── 正文

3D Gaussian Splatting(3DGS)現在幾乎成了3D視覺領域的標配技術。NVIDIA把它整合進COSMOS,Meta的新款AR眼鏡可以直接在設備端跑3DGS做實時環境捕獲和渲染。這技術已經不只是停留在論文階段了,產品落地速度是相當快的。
所以這篇文章我們用PyTorch從頭實現最初那篇3DGS論文,代碼量控制在幾百行以內。雖然實現很簡潔但效果能達到SOTA水平。
需要説明的是,這裏主要講實現細節不會設計每個公式背後的數學推導。
場景如何表示
3DGS把場景表示成一堆各向異性的3D高斯分佈。這跟NeRF那種把場景隱式編碼在神經網絡裏的做法不太一樣,3DGS的表示是顯式的、可微的。
我們這次直接加載已經訓練好的場景,只跑forward pass,不涉及訓練和反向傳播。
pos = torch.load('trained_gaussians/kitchen/pos_7000.pt').cuda()
opacity_raw = torch.load('trained_gaussians/kitchen/opacity_raw_7000.pt').cuda()

────
── 所列数据

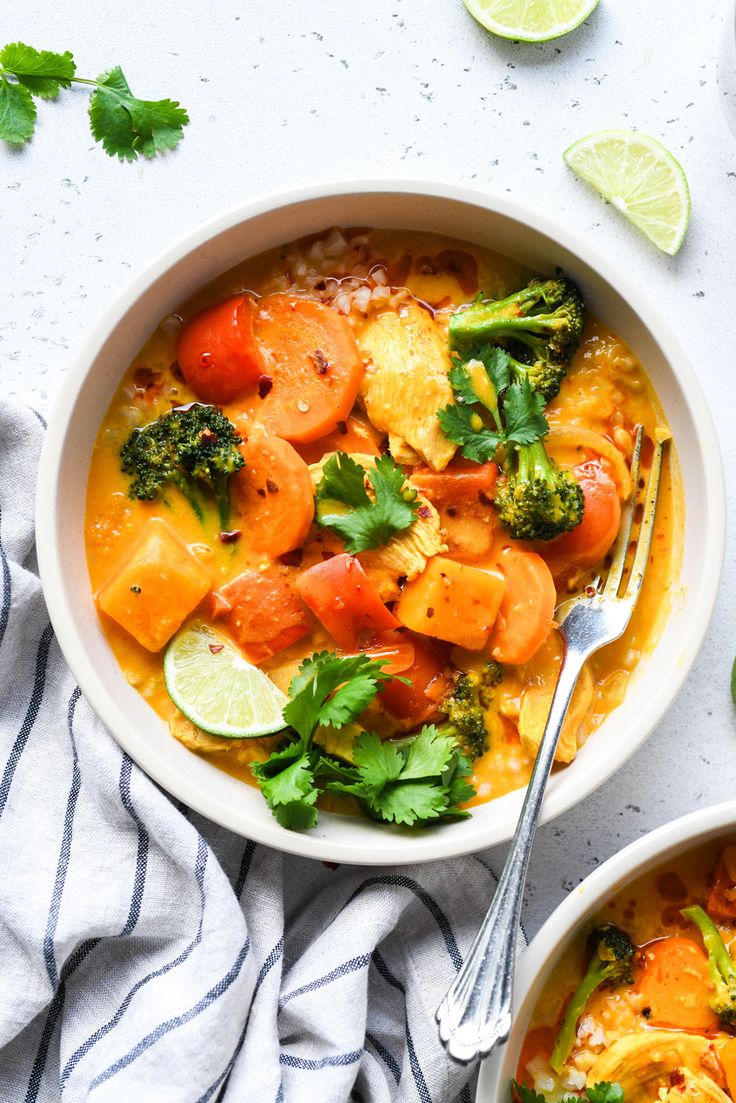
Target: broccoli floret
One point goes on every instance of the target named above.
(193, 447)
(612, 953)
(542, 324)
(721, 966)
(465, 708)
(535, 500)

────

◆ 任务列表:
a) 将正文中以“3D Gaussian Splatting(3DGS)現在幾乎”开头的段落改写为简短的要点列表，保留其主要事实。
b) 请把上方所列数据中的各行转换为 JSON 字符串列表，每行对应一个字符串，图片不要放入答案。

◆ 答案列表:
a)
- 3D Gaussian Splatting(3DGS)现在几乎已成为3D视觉领域的标配技术。
- NVIDIA 已将其整合进 COSMOS。
- Meta 的新款 AR 眼镜可在设备端直接运行 3DGS，做实时环境捕获和渲染。
- 这项技术已不只停留在论文阶段，产品落地速度相当快。

b)
[
  "Target: broccoli floret",
  "One point goes on every instance of the target named above.",
  "(193, 447)",
  "(612, 953)",
  "(542, 324)",
  "(721, 966)",
  "(465, 708)",
  "(535, 500)"
]